— Work request —
Quote the records that follow in full and exactly; leave out the pictures.

Data to examine: Begin

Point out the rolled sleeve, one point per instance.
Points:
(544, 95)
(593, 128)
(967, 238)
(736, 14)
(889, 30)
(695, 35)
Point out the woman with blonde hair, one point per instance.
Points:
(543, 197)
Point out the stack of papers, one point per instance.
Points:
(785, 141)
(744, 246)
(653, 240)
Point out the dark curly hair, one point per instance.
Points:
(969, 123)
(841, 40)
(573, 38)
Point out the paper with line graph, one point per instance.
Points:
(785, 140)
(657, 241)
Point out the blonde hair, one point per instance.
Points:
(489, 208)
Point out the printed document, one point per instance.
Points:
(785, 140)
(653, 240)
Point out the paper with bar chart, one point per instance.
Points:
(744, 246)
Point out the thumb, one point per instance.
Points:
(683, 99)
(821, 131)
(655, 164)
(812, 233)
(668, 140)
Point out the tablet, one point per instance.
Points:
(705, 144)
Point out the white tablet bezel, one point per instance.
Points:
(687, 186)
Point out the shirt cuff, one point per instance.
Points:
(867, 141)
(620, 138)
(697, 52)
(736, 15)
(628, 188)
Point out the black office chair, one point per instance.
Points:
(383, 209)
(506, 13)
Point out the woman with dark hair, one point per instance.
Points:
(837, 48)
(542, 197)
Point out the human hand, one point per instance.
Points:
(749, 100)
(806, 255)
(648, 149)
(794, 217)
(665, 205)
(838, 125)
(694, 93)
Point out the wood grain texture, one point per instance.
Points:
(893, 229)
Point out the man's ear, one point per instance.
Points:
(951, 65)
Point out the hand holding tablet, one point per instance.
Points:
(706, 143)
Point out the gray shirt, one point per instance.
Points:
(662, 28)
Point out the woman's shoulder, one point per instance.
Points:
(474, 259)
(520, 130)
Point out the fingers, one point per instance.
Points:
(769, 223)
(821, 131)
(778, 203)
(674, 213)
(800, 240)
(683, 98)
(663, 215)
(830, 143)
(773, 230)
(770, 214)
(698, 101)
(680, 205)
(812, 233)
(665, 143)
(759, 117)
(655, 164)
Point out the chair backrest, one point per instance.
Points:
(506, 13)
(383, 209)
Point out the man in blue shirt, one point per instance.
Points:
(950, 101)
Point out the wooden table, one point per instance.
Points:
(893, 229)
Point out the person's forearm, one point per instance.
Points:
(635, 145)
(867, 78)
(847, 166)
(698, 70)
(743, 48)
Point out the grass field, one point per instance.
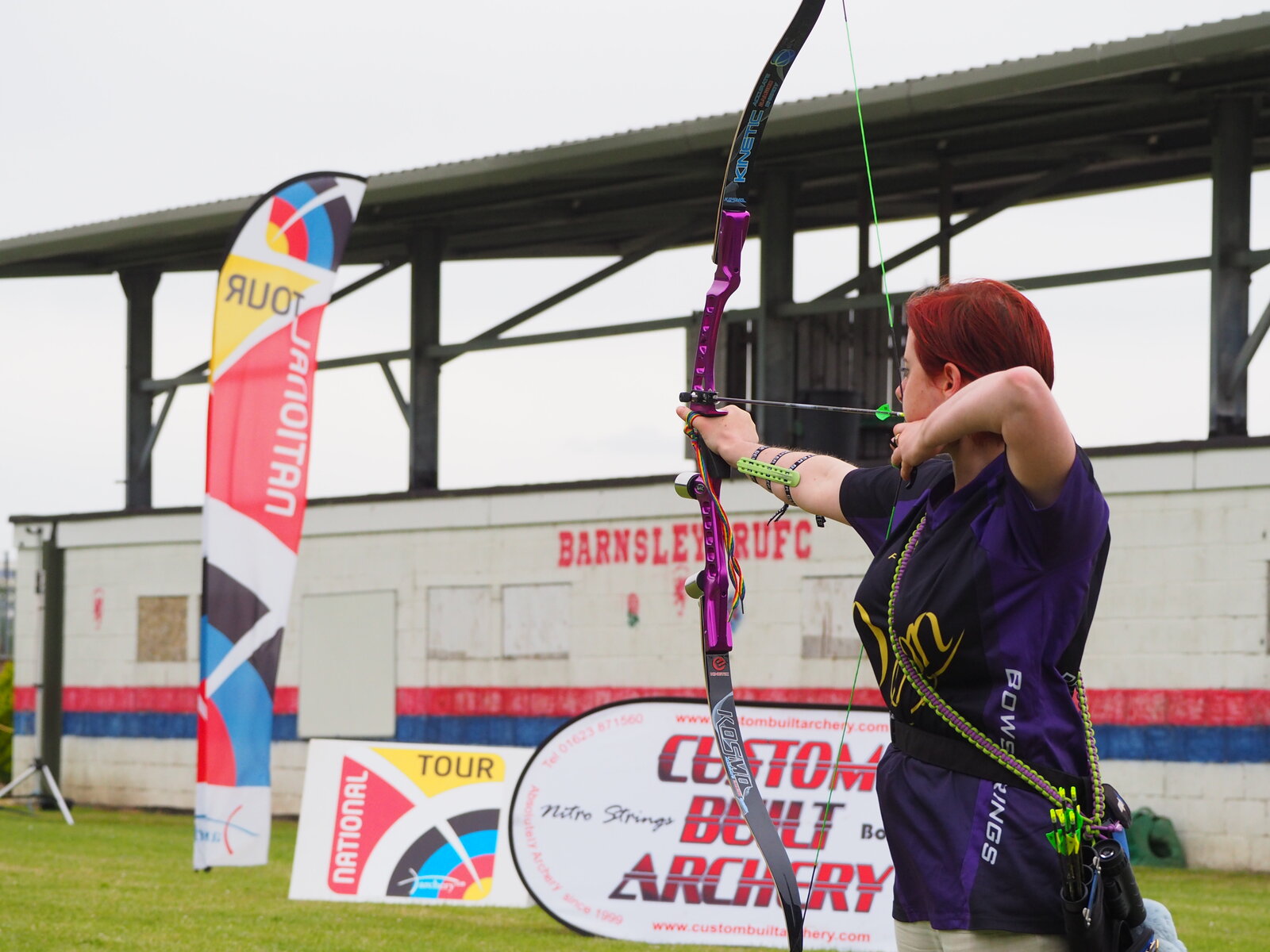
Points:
(122, 880)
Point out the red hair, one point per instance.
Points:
(981, 327)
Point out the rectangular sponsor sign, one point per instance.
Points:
(406, 823)
(624, 825)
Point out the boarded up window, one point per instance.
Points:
(461, 622)
(537, 621)
(162, 628)
(829, 628)
(348, 666)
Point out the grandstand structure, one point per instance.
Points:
(479, 601)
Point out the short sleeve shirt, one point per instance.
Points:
(994, 607)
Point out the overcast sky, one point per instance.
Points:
(125, 108)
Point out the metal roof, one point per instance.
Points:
(1133, 112)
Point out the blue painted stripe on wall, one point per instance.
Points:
(1212, 746)
(1115, 742)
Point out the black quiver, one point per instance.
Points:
(1108, 917)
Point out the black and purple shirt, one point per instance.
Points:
(995, 607)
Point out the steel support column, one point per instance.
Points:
(945, 219)
(425, 251)
(1232, 225)
(774, 338)
(139, 287)
(51, 668)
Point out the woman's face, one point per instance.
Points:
(918, 393)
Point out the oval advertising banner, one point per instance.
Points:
(624, 825)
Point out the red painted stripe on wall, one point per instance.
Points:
(1198, 708)
(139, 700)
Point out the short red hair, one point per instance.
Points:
(982, 327)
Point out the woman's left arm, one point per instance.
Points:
(1015, 404)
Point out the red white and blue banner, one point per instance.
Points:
(408, 823)
(273, 287)
(624, 827)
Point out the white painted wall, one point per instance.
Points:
(1184, 606)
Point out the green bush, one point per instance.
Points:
(6, 723)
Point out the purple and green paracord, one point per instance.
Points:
(964, 729)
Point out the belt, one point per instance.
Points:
(960, 755)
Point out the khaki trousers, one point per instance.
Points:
(920, 937)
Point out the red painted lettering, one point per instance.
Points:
(760, 536)
(802, 541)
(681, 536)
(783, 535)
(660, 555)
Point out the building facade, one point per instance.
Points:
(492, 617)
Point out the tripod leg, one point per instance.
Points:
(57, 793)
(19, 778)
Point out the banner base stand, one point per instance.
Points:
(38, 766)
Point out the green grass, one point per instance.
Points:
(122, 880)
(1212, 909)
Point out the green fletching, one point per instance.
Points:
(766, 471)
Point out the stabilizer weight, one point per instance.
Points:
(689, 486)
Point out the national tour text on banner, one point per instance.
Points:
(406, 823)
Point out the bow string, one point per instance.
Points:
(719, 587)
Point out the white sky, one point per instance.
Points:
(124, 108)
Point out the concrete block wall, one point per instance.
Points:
(1183, 609)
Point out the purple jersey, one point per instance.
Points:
(994, 608)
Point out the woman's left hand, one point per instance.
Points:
(910, 448)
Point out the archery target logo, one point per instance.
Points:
(457, 866)
(406, 823)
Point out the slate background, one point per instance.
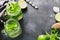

Data to examine: End

— The answer —
Point out the rolled sleeve, one point per instance.
Points:
(544, 95)
(593, 128)
(967, 238)
(736, 14)
(889, 30)
(695, 35)
Point out the woman with blonde hair, one point per instance.
Points:
(543, 197)
Point out the stack of papers, one point per instance.
Points:
(785, 141)
(744, 246)
(653, 240)
Point out the dark curly hair, one point per instance.
Points:
(969, 123)
(841, 40)
(573, 38)
Point out the paper with line graph, one point per instance.
Points:
(785, 140)
(657, 241)
Point out the blonde hair, one point per instance.
Points:
(489, 208)
Point out the printed document, one point per instance.
Points:
(785, 140)
(653, 240)
Point out the paper with bar chart, one point per instance.
Points:
(744, 246)
Point out the thumb, one point per instance.
Points:
(683, 99)
(821, 131)
(655, 164)
(812, 233)
(668, 140)
Point out the tablet, one point per instance.
Points:
(705, 144)
Point out the white tablet bezel, one point per instance.
Points:
(687, 186)
Point out the shirt cuff, one point per instance.
Points:
(867, 141)
(620, 138)
(697, 52)
(736, 15)
(628, 188)
Point out the black office chair, one point per instance.
Points:
(383, 209)
(506, 13)
Point out the woman with dark hair, one point per instance.
Points:
(837, 48)
(542, 197)
Point out the human hand, one point per instance.
Points:
(749, 100)
(806, 255)
(648, 149)
(794, 217)
(665, 205)
(838, 125)
(694, 93)
Point out the wood grain texture, one point per instance.
Points:
(893, 229)
Point out the man's ear, one point per instance.
Points:
(951, 65)
Point out the hand holding tablet, one point per instance.
Points:
(706, 143)
Point out the gray shirt, one point per instance.
Points:
(662, 28)
Point out the woman's shoulder, one point per instance.
Points:
(474, 259)
(520, 130)
Point out the fingers, one point per instance.
Points:
(769, 223)
(821, 131)
(778, 203)
(674, 213)
(800, 240)
(683, 98)
(663, 215)
(830, 143)
(773, 230)
(770, 214)
(698, 101)
(680, 205)
(812, 233)
(665, 143)
(759, 117)
(655, 164)
Point out the chair backrest, one point per instance.
Points:
(506, 13)
(383, 209)
Point out the man in blue shirt, one point per instance.
Points:
(950, 101)
Point out the wooden table, one point per instance.
Points:
(893, 229)
Point out the person's forearm, one point per instance.
Points:
(635, 145)
(867, 78)
(847, 166)
(698, 70)
(743, 48)
Point out the grass field, one point per instance.
Points:
(122, 880)
Point out the red hair, one point per instance.
Points:
(981, 327)
Point out the rectangular sponsor sign, one point per instance.
Points:
(406, 823)
(624, 825)
Point out the boarded up window, one point per instance.
Points:
(461, 622)
(537, 621)
(162, 628)
(829, 628)
(348, 666)
Point out the grandstand structure, one point per instance.
Points:
(479, 601)
Point out the short sleeve shirt, one point per instance.
Points:
(994, 607)
Point out the overcast sky, one point per instance.
Points:
(125, 108)
Point out the metal roof, one point per instance.
Points:
(1133, 112)
Point out the blue painted stripe on wall, one point per instance.
Points:
(1212, 746)
(1115, 742)
Point out the black quiver, one point per instance.
Points:
(1108, 917)
Point out the black and purple shirt, one point per instance.
Points:
(995, 607)
Point out the steel support column, one point per instance.
Points:
(945, 219)
(425, 251)
(1232, 225)
(774, 338)
(139, 287)
(51, 668)
Point out the woman's face, one point per instance.
Points:
(918, 393)
Point out the oval advertising banner, one point per instance.
Points:
(624, 825)
Point out the red painted stripe on wall, one point per instance.
Points:
(1198, 708)
(139, 700)
Point out the short red hair, one point per instance.
Points:
(982, 327)
Point out the woman's left arm, one point per instance.
Points:
(1015, 404)
Point out the red white and blue banner, one point per instance.
Points:
(408, 823)
(273, 287)
(624, 827)
Point out the white painted wall, one point per instance.
Points:
(1184, 606)
Point out the green bush, one point per instance.
Points:
(6, 723)
Point out the purple and green paracord, one point per instance.
Points:
(964, 729)
Point out the belt, one point per instance.
Points:
(960, 755)
Point out the khaki trousers, one point per instance.
Points:
(920, 937)
Point out the red painted lettering, one point per instance.
Points:
(760, 536)
(802, 541)
(681, 536)
(783, 535)
(660, 555)
Point out the building facade, one point per instance.
Points:
(492, 617)
Point out the tripod leg, one point per instance.
Points:
(57, 793)
(19, 778)
Point out the banner base stand, one point per instance.
Points:
(38, 766)
Point out the green grass, one point per instance.
Points:
(122, 880)
(1212, 909)
Point out the green fletching, one point per instance.
Points:
(766, 471)
Point out the stabilizer weight, one point per instance.
Points:
(689, 486)
Point out the national tour text on banner, one point per instance.
Points:
(406, 823)
Point out the bow string, one point per instance.
Points:
(719, 587)
Point out the white sky, one point per instance.
Points:
(124, 108)
Point out the concrete block wall, one point per instance.
Points:
(1183, 609)
Point out the purple jersey, one point per instance.
Points:
(994, 608)
Point out the woman's left hand, one point per instance.
Points:
(910, 448)
Point out the archery target logo, one point per instance.
Points:
(457, 866)
(406, 823)
Point out the slate background, one point per instance.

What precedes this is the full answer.